- **Task prompt**
Look below for the line that has "Target: roof". Set down the lines from there through the line that has "Target: overcast sky", exactly as written.

- **Excerpted data**
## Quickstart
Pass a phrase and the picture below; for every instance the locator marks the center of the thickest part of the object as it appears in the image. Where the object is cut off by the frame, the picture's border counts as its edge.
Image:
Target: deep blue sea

* * *

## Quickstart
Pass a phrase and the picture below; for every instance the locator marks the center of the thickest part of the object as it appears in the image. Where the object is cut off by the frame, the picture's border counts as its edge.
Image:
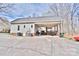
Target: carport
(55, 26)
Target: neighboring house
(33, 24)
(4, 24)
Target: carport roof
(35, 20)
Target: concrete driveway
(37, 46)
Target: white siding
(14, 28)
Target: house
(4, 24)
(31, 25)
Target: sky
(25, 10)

==

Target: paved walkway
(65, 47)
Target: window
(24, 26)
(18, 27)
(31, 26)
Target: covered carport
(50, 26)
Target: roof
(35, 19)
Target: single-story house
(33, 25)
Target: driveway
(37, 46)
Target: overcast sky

- **Your response**
Target: roof
(35, 19)
Target: single-story house
(33, 25)
Target: driveway
(37, 46)
Target: overcast sky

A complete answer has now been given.